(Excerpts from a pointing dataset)
- - - - -

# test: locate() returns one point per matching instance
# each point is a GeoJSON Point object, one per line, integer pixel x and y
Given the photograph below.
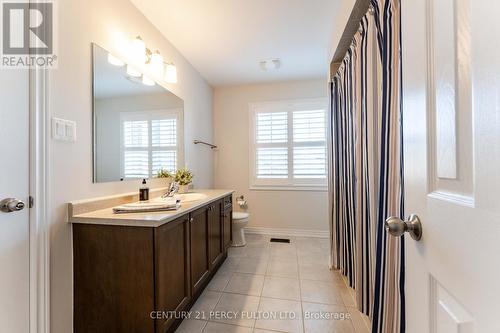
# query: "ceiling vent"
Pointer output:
{"type": "Point", "coordinates": [270, 64]}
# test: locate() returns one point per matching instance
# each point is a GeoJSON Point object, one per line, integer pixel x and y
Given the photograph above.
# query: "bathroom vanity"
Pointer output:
{"type": "Point", "coordinates": [133, 272]}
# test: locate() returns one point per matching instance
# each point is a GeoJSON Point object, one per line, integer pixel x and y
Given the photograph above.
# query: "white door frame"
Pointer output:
{"type": "Point", "coordinates": [39, 255]}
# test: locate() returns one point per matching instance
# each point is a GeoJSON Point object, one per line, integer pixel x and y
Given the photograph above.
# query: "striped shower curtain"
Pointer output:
{"type": "Point", "coordinates": [366, 183]}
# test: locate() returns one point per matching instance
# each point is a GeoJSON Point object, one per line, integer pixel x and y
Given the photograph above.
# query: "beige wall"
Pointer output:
{"type": "Point", "coordinates": [108, 23]}
{"type": "Point", "coordinates": [268, 209]}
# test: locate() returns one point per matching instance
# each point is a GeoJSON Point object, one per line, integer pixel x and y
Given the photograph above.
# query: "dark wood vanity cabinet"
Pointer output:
{"type": "Point", "coordinates": [172, 269]}
{"type": "Point", "coordinates": [227, 222]}
{"type": "Point", "coordinates": [215, 233]}
{"type": "Point", "coordinates": [199, 248]}
{"type": "Point", "coordinates": [132, 279]}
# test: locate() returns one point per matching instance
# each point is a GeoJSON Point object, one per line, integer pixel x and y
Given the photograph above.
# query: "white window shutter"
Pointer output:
{"type": "Point", "coordinates": [309, 162]}
{"type": "Point", "coordinates": [164, 159]}
{"type": "Point", "coordinates": [136, 164]}
{"type": "Point", "coordinates": [309, 126]}
{"type": "Point", "coordinates": [272, 162]}
{"type": "Point", "coordinates": [272, 127]}
{"type": "Point", "coordinates": [289, 147]}
{"type": "Point", "coordinates": [135, 133]}
{"type": "Point", "coordinates": [164, 132]}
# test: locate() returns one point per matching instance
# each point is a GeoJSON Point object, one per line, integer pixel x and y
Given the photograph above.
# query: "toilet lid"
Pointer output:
{"type": "Point", "coordinates": [239, 215]}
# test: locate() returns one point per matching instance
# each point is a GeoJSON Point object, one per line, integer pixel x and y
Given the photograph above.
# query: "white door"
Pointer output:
{"type": "Point", "coordinates": [451, 92]}
{"type": "Point", "coordinates": [14, 183]}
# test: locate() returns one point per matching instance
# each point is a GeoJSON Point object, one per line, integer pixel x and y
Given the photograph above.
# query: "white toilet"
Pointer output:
{"type": "Point", "coordinates": [240, 220]}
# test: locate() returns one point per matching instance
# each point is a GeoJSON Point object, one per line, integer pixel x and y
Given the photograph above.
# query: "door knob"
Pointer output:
{"type": "Point", "coordinates": [397, 227]}
{"type": "Point", "coordinates": [10, 205]}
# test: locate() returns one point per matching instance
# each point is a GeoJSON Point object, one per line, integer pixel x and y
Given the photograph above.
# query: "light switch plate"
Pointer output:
{"type": "Point", "coordinates": [63, 130]}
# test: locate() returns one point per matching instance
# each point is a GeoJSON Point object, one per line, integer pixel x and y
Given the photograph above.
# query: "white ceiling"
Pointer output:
{"type": "Point", "coordinates": [225, 39]}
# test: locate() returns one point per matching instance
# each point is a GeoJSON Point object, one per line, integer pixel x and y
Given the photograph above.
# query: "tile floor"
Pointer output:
{"type": "Point", "coordinates": [276, 287]}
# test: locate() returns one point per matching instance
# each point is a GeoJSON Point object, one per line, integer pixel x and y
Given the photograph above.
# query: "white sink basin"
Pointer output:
{"type": "Point", "coordinates": [190, 197]}
{"type": "Point", "coordinates": [185, 197]}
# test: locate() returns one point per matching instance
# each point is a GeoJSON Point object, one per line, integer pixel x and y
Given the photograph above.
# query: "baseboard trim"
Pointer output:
{"type": "Point", "coordinates": [288, 232]}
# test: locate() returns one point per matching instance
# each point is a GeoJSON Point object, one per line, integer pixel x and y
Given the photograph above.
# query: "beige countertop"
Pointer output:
{"type": "Point", "coordinates": [100, 210]}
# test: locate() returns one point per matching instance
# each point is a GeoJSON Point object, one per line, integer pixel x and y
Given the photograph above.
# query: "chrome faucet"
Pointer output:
{"type": "Point", "coordinates": [172, 190]}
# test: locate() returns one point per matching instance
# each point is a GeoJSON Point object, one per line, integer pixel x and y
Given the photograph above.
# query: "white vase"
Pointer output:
{"type": "Point", "coordinates": [183, 189]}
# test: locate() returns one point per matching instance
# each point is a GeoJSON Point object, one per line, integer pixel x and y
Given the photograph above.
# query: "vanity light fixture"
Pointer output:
{"type": "Point", "coordinates": [171, 73]}
{"type": "Point", "coordinates": [138, 51]}
{"type": "Point", "coordinates": [156, 63]}
{"type": "Point", "coordinates": [147, 81]}
{"type": "Point", "coordinates": [141, 57]}
{"type": "Point", "coordinates": [132, 71]}
{"type": "Point", "coordinates": [115, 61]}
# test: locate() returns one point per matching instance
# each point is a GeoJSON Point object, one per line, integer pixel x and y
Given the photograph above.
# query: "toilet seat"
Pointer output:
{"type": "Point", "coordinates": [240, 220]}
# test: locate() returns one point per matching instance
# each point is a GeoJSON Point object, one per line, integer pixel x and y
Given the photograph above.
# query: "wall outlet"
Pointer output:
{"type": "Point", "coordinates": [63, 130]}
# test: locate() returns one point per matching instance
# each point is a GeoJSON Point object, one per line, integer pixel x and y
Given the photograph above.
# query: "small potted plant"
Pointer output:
{"type": "Point", "coordinates": [183, 177]}
{"type": "Point", "coordinates": [164, 173]}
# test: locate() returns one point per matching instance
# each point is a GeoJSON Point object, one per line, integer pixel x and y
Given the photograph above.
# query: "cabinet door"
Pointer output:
{"type": "Point", "coordinates": [227, 226]}
{"type": "Point", "coordinates": [215, 229]}
{"type": "Point", "coordinates": [199, 248]}
{"type": "Point", "coordinates": [227, 218]}
{"type": "Point", "coordinates": [172, 287]}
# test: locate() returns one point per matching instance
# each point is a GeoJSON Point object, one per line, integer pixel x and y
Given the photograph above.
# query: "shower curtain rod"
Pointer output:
{"type": "Point", "coordinates": [358, 11]}
{"type": "Point", "coordinates": [205, 143]}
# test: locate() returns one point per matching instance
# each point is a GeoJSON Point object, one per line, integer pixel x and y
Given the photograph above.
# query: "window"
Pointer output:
{"type": "Point", "coordinates": [288, 145]}
{"type": "Point", "coordinates": [151, 141]}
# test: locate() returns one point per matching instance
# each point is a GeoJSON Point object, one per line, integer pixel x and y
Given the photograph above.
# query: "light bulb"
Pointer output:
{"type": "Point", "coordinates": [156, 63]}
{"type": "Point", "coordinates": [138, 50]}
{"type": "Point", "coordinates": [132, 71]}
{"type": "Point", "coordinates": [147, 81]}
{"type": "Point", "coordinates": [115, 61]}
{"type": "Point", "coordinates": [171, 73]}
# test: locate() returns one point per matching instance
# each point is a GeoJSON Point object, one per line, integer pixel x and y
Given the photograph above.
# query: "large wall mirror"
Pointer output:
{"type": "Point", "coordinates": [138, 124]}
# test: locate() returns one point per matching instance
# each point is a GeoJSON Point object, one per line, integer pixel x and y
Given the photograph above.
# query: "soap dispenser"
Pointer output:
{"type": "Point", "coordinates": [144, 191]}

- - - - -

● Exercise goal
Collect every line in the items above that contains the string "wall".

● Finished exercise
# query: "beige wall"
# query: "wall outlet"
# query: "large wall mirror"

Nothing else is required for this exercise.